--- PROBLEM TO SOLVE ---
Go through the records and report each line in which the word "ruined" occurs.

--- Natural language region descriptions ---
=-=-=-=-=

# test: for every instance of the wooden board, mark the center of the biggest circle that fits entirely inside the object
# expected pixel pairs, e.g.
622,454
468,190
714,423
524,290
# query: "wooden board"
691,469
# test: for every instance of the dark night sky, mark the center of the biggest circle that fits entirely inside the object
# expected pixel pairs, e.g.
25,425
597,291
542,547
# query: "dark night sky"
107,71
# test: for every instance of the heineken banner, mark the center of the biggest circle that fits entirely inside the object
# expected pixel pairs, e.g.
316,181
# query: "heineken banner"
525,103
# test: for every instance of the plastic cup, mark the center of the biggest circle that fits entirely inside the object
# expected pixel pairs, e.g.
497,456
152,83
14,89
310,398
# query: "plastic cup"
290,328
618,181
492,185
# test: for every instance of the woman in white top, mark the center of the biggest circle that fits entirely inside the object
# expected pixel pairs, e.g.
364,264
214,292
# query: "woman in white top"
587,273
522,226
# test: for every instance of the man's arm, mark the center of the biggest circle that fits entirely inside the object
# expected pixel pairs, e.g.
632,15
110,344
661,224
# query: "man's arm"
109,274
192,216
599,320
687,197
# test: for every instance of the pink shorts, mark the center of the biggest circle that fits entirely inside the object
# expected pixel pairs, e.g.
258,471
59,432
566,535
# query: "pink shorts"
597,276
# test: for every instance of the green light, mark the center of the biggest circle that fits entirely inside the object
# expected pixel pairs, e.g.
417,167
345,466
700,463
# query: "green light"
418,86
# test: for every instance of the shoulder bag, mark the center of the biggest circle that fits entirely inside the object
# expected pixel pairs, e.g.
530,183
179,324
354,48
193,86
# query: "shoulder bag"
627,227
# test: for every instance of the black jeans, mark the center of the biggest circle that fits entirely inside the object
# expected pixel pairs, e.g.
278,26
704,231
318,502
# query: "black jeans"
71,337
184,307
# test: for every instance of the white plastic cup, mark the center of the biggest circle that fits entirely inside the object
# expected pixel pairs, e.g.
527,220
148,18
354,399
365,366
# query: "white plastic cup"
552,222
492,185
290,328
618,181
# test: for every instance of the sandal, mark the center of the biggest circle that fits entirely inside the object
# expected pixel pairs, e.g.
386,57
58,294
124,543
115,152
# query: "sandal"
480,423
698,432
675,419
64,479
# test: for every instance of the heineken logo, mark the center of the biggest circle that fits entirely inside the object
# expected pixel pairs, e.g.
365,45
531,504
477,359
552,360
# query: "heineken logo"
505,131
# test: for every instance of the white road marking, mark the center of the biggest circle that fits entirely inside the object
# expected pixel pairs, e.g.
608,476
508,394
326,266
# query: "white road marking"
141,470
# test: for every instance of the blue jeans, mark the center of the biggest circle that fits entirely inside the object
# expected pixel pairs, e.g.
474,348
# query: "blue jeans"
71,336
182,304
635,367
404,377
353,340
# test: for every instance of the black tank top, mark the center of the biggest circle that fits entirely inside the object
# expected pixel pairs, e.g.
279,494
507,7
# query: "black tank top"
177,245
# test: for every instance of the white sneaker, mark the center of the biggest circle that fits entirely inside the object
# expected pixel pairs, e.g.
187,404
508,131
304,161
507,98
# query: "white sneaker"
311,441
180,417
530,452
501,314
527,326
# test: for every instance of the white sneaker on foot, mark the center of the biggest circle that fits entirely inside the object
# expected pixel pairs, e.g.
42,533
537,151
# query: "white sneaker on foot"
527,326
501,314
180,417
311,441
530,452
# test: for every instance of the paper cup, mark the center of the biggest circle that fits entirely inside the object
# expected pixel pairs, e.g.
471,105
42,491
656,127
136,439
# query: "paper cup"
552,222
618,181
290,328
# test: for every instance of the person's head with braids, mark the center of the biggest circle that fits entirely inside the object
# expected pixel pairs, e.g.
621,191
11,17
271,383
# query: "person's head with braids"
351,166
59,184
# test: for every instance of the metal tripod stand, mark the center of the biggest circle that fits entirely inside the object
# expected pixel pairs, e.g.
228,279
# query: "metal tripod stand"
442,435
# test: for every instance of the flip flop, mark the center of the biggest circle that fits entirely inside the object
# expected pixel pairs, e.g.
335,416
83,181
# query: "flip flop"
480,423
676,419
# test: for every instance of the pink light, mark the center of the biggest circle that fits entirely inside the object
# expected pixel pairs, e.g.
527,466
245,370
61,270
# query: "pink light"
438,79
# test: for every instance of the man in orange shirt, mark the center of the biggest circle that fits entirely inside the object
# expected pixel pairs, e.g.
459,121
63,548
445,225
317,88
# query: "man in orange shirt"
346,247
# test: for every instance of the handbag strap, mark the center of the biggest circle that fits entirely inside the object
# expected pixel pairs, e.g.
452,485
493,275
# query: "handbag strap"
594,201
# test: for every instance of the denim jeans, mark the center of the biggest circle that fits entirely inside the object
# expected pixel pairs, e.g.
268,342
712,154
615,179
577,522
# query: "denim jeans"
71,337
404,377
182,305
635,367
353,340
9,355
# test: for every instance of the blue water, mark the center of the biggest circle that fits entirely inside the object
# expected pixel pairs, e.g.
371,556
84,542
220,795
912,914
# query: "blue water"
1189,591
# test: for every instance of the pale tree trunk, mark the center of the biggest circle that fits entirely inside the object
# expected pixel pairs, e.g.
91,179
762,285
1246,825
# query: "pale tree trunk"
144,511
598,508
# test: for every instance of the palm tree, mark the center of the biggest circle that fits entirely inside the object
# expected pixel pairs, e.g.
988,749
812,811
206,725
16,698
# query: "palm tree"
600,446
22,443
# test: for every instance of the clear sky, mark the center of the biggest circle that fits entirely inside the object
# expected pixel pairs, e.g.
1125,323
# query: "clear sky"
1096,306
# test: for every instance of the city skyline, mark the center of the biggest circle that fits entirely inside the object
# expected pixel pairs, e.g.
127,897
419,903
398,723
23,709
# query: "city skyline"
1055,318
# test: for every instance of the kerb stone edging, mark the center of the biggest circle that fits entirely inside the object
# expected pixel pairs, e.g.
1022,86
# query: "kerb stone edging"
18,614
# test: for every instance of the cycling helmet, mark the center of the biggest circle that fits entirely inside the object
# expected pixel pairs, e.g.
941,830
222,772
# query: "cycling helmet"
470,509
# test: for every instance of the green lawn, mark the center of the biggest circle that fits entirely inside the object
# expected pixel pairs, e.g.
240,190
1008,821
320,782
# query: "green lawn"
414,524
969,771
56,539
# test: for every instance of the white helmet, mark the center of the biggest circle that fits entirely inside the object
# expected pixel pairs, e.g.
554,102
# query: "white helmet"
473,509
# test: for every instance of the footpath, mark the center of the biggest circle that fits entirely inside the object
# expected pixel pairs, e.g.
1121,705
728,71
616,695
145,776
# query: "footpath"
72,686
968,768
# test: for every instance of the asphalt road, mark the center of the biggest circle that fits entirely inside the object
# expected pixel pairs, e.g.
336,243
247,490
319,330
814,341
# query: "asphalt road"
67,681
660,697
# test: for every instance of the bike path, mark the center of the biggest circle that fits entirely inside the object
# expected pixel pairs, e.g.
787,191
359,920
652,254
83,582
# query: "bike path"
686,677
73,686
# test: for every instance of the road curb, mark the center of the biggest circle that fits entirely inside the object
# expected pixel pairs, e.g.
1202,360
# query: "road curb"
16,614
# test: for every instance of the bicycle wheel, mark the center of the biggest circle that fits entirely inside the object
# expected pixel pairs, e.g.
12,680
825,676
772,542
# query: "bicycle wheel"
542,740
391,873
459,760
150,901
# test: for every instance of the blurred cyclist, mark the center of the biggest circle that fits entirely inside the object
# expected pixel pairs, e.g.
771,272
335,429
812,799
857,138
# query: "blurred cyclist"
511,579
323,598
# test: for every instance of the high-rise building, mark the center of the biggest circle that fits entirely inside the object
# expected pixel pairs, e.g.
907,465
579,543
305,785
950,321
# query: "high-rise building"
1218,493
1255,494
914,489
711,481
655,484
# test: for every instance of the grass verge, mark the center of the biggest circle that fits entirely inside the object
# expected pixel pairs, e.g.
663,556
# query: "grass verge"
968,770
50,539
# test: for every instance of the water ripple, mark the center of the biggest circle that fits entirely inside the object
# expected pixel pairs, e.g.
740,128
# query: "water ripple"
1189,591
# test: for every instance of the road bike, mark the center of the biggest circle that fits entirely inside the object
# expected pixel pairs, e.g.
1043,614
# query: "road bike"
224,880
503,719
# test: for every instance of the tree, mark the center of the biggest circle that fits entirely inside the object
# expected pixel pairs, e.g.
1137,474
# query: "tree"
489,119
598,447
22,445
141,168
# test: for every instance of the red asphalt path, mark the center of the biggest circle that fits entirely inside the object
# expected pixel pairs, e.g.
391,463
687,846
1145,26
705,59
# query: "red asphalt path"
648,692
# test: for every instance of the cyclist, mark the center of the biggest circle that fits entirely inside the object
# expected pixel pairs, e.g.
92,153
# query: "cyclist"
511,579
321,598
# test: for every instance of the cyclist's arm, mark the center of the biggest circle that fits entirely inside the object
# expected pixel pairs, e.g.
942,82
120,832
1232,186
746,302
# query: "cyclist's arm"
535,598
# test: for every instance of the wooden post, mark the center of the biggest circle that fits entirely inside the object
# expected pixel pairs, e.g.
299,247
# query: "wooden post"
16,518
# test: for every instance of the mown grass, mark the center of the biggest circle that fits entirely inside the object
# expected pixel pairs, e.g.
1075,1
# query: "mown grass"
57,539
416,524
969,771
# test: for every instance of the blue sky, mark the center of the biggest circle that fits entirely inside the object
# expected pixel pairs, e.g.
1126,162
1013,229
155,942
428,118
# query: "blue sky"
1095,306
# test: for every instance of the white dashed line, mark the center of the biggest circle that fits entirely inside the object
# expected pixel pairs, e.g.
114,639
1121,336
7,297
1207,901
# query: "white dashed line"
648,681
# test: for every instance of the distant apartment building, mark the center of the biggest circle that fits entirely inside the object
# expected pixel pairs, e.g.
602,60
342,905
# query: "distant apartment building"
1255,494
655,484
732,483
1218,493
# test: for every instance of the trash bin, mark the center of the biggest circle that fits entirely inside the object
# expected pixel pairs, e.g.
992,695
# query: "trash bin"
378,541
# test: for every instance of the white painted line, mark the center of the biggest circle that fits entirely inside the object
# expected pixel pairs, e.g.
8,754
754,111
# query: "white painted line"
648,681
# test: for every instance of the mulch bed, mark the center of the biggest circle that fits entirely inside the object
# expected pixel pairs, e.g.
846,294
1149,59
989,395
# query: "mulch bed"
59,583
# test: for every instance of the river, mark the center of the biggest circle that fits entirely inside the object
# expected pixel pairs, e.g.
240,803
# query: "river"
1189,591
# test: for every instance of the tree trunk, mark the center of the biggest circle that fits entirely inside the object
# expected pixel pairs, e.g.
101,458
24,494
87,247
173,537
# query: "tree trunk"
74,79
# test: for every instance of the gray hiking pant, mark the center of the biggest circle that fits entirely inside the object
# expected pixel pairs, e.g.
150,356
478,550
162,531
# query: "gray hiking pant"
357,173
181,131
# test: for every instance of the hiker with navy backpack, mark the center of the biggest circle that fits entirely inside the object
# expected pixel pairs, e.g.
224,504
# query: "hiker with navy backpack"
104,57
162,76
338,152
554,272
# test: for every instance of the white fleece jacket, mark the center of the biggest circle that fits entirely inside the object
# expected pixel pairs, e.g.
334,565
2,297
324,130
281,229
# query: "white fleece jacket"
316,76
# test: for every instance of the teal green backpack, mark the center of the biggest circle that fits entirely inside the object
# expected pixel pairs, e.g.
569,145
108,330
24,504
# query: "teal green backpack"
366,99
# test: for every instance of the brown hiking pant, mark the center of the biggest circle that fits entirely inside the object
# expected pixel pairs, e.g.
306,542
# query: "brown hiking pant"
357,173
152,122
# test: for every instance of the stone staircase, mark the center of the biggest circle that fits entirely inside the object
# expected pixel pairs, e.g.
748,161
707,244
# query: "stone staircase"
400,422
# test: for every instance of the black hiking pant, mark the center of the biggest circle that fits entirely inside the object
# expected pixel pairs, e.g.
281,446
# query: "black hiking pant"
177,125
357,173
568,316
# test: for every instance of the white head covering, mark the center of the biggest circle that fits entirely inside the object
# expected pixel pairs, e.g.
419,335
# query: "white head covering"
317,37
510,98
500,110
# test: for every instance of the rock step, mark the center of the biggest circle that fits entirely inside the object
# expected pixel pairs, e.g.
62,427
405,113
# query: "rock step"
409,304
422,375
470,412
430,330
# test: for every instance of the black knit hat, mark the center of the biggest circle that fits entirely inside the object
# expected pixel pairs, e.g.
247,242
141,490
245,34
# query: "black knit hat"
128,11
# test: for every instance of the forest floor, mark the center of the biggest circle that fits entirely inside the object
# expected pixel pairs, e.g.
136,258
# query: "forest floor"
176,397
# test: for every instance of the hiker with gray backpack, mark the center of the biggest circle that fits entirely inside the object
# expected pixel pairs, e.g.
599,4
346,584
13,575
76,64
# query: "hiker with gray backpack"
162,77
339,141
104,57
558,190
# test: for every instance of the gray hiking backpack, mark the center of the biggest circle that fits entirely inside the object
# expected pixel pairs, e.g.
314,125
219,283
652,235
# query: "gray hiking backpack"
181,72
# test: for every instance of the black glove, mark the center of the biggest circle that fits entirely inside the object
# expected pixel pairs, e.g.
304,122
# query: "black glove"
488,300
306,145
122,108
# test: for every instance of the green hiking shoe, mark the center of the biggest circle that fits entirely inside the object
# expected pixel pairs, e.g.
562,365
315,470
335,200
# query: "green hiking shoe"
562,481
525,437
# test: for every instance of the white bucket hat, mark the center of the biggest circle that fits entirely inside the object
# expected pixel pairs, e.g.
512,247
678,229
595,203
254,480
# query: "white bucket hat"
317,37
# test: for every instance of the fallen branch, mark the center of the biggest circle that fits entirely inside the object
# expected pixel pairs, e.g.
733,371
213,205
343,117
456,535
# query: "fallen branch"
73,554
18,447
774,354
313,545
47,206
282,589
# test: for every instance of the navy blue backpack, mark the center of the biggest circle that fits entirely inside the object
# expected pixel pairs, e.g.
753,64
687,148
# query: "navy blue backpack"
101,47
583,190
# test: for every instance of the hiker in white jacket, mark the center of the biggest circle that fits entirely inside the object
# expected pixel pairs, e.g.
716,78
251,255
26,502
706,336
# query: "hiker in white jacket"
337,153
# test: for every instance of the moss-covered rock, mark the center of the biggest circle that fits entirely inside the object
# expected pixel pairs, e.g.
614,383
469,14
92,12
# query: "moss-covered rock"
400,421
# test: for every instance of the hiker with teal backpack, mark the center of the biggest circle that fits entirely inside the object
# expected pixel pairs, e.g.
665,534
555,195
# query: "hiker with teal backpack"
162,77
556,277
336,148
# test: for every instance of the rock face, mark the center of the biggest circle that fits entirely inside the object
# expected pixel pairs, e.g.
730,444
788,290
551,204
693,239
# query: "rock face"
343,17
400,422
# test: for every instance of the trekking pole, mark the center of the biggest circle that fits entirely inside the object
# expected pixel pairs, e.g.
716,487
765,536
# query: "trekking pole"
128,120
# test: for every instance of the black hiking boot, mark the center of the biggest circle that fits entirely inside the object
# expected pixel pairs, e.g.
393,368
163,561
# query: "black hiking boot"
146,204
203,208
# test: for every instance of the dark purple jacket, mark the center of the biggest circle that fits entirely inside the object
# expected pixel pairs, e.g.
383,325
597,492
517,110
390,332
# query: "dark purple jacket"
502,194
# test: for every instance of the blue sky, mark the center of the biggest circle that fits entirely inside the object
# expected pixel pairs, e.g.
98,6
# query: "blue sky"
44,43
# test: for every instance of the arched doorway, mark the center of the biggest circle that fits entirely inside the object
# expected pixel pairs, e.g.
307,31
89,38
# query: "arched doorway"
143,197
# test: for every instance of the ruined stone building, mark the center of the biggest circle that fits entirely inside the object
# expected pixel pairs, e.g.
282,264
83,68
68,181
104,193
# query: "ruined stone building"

=-=-=-=-=

--- ANSWER AREA ---
# test: for every instance of the ruined stone building, mark the center of the biggest circle that fits entirely inside the object
# query: "ruined stone building"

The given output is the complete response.